(Entries pointing to named objects)
+---+

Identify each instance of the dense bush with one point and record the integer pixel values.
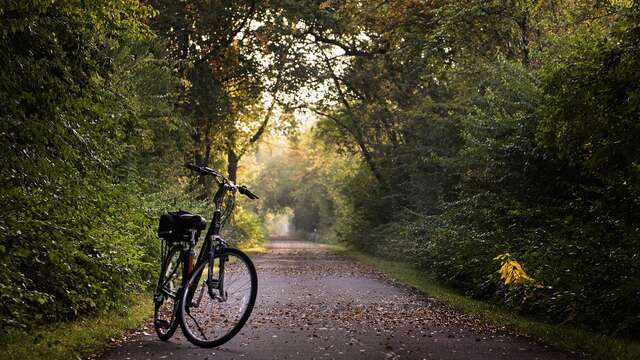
(520, 151)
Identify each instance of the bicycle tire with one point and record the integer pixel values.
(187, 320)
(172, 266)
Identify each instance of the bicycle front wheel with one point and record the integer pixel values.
(212, 314)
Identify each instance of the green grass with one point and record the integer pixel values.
(564, 337)
(77, 339)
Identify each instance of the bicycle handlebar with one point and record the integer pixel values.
(204, 170)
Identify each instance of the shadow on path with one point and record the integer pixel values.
(313, 304)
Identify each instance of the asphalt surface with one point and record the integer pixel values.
(313, 304)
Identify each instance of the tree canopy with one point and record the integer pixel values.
(492, 143)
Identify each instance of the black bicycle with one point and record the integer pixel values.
(213, 298)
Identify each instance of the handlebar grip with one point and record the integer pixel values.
(244, 191)
(201, 169)
(190, 166)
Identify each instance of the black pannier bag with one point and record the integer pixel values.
(176, 226)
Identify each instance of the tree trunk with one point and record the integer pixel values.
(232, 162)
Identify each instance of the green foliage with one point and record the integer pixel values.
(76, 236)
(495, 128)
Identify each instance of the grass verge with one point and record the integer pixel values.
(592, 345)
(77, 339)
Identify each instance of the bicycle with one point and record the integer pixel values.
(220, 289)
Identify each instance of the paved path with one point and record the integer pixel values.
(313, 304)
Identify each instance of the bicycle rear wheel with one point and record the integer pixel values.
(211, 317)
(167, 295)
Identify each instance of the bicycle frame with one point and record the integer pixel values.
(213, 244)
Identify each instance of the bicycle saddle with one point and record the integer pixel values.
(187, 220)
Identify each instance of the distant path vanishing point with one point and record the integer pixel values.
(313, 304)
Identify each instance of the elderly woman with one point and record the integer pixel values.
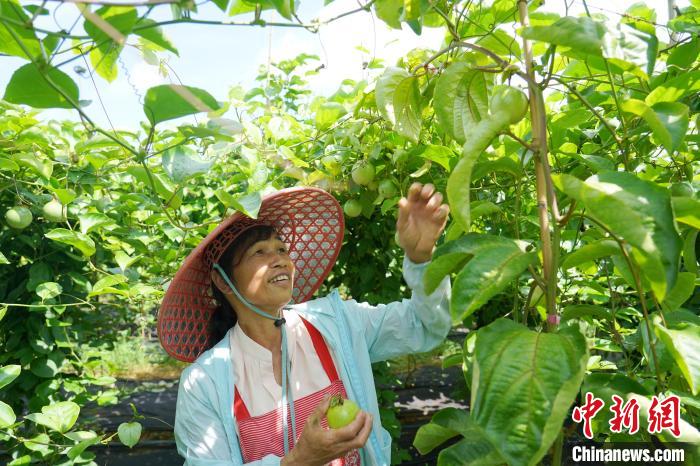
(264, 369)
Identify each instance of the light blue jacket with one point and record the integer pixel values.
(358, 334)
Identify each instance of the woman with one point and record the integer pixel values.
(259, 389)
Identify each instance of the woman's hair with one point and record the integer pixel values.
(224, 316)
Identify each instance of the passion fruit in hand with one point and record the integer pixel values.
(352, 208)
(341, 412)
(18, 217)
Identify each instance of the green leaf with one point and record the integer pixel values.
(435, 153)
(667, 120)
(684, 345)
(7, 415)
(92, 221)
(30, 86)
(48, 290)
(690, 259)
(329, 113)
(490, 264)
(523, 385)
(248, 204)
(687, 210)
(163, 187)
(576, 311)
(675, 89)
(59, 416)
(398, 100)
(146, 28)
(639, 212)
(39, 165)
(681, 292)
(460, 100)
(590, 252)
(182, 163)
(8, 374)
(106, 285)
(129, 433)
(82, 242)
(170, 101)
(581, 34)
(8, 44)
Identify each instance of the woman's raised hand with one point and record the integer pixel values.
(318, 446)
(422, 219)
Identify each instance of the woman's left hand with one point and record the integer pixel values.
(422, 219)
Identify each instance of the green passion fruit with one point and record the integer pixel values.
(18, 217)
(352, 208)
(341, 412)
(362, 173)
(54, 211)
(509, 100)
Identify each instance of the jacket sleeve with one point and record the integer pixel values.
(199, 430)
(408, 326)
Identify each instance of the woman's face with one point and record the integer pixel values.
(264, 274)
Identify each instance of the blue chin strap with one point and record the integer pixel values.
(287, 398)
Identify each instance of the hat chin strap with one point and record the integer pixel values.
(287, 398)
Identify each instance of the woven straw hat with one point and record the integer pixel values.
(309, 220)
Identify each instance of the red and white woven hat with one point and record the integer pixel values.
(309, 220)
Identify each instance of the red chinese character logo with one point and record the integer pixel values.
(587, 412)
(625, 416)
(665, 415)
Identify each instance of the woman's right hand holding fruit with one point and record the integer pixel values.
(318, 446)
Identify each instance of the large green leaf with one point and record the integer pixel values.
(11, 32)
(30, 86)
(590, 252)
(683, 343)
(474, 448)
(460, 100)
(170, 101)
(8, 374)
(639, 212)
(59, 416)
(667, 120)
(681, 292)
(82, 242)
(523, 385)
(398, 100)
(687, 210)
(492, 262)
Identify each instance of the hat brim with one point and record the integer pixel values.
(309, 220)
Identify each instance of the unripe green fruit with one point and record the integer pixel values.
(387, 188)
(54, 211)
(341, 412)
(509, 100)
(363, 173)
(352, 208)
(18, 217)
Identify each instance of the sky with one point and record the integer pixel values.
(218, 57)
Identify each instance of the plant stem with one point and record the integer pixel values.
(545, 192)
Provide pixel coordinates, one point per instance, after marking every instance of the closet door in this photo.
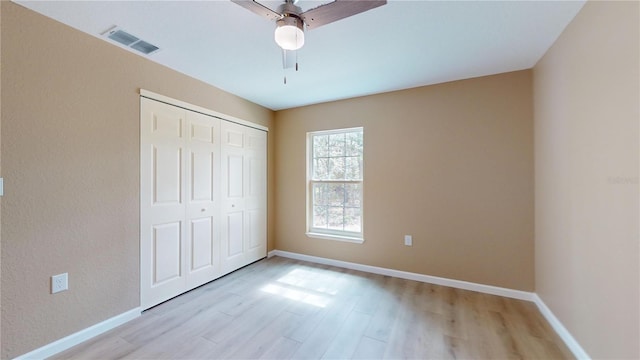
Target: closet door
(203, 184)
(233, 190)
(162, 205)
(243, 196)
(179, 195)
(255, 195)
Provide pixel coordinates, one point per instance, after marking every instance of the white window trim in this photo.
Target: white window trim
(325, 234)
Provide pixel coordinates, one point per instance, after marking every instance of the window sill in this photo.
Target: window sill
(335, 237)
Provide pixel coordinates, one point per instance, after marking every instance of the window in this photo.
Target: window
(335, 181)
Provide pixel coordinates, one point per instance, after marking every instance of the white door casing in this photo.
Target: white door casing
(202, 199)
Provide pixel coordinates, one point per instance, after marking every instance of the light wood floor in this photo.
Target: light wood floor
(286, 309)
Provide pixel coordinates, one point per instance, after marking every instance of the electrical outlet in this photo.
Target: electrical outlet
(59, 283)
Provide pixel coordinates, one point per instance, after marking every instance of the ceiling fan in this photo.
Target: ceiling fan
(291, 20)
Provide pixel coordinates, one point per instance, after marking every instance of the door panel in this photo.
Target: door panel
(167, 171)
(162, 233)
(202, 206)
(202, 199)
(202, 163)
(167, 260)
(201, 244)
(236, 233)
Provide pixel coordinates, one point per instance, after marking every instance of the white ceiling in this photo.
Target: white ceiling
(400, 45)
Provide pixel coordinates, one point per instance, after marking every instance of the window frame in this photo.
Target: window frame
(323, 233)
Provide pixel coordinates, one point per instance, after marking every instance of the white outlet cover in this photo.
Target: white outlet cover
(59, 283)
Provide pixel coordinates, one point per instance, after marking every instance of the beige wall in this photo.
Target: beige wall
(586, 91)
(70, 151)
(450, 164)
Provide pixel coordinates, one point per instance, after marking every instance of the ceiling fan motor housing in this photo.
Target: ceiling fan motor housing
(289, 33)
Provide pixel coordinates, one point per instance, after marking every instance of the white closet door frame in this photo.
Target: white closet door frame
(202, 211)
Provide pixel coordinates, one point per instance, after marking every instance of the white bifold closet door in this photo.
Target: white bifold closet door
(244, 201)
(182, 216)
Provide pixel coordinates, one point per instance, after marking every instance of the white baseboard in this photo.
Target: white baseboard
(564, 334)
(82, 335)
(458, 284)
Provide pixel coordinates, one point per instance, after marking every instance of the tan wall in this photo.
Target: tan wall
(450, 164)
(70, 151)
(586, 91)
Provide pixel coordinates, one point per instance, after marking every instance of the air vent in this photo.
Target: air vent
(122, 37)
(144, 47)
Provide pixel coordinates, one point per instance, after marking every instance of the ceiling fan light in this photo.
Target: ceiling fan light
(289, 33)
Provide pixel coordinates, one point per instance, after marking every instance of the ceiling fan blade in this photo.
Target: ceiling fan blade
(258, 8)
(339, 9)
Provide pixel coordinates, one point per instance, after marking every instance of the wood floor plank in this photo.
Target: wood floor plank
(287, 309)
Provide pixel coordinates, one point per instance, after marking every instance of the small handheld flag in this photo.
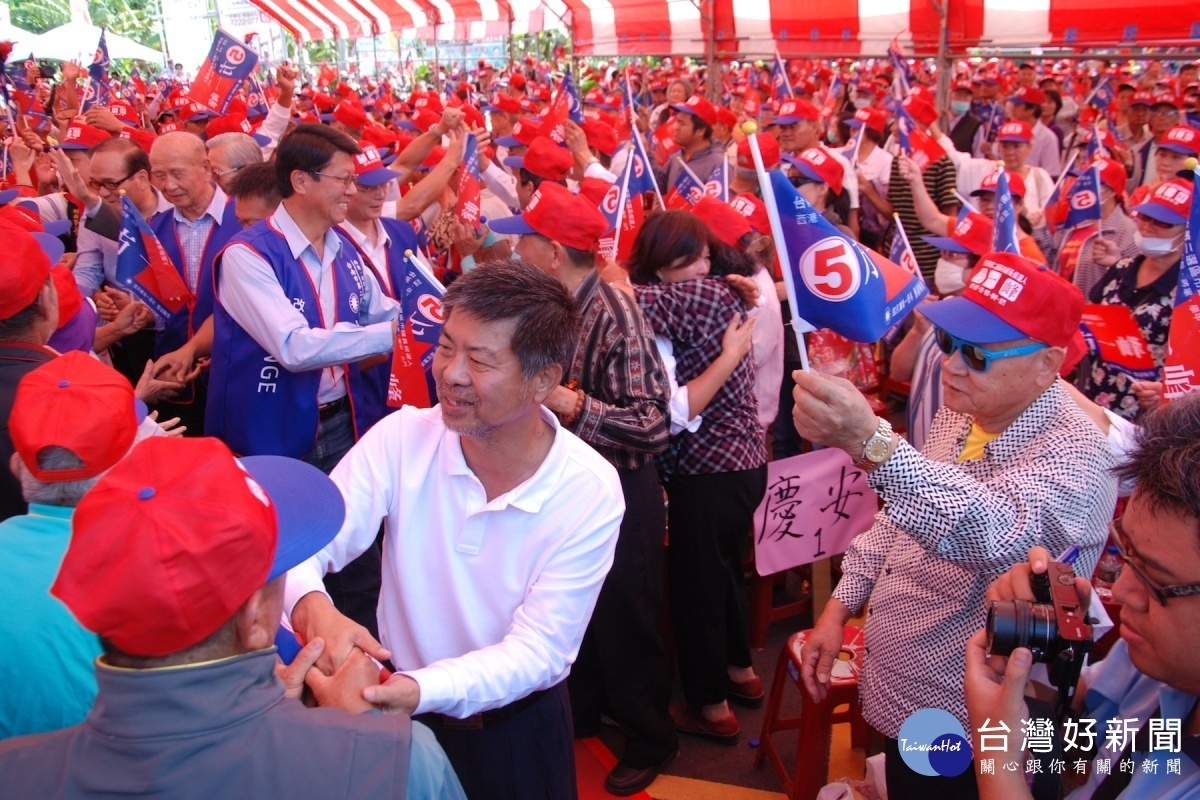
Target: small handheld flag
(417, 337)
(1005, 221)
(1182, 360)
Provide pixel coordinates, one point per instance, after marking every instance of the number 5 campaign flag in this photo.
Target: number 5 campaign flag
(228, 64)
(838, 283)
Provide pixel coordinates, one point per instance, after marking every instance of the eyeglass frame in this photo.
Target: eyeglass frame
(1161, 593)
(95, 186)
(347, 180)
(988, 355)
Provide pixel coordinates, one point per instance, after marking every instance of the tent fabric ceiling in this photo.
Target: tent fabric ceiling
(793, 26)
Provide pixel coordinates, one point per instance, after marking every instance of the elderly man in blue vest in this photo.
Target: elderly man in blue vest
(297, 310)
(198, 227)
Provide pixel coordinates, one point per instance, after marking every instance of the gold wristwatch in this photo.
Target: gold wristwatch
(877, 449)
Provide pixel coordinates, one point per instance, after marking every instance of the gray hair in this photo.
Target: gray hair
(59, 493)
(241, 149)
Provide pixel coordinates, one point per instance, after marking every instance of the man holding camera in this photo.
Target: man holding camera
(1011, 462)
(1151, 678)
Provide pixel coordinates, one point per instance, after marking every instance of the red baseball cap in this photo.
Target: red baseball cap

+---+

[The problem] Rewrite the material starting with the line that contains "hair in this photo." and going on through the end of the material, replacing "red baseball cap" with "blue baseball cap" and leaving everything else unchanged.

[Final result]
Provide pixel coordinates, one point per instance, after marking every instance of the gray hair in this photo.
Target: gray hair
(59, 493)
(241, 149)
Provide pixel coordinates, one point per instance, after marking every instance of the man holding camera in this photo.
Target: man holding camera
(1011, 462)
(1151, 678)
Provide pixel coordinates, one point per instance, after marking every instance of the blue baseball cap in this photo.
Target: blue baseball cap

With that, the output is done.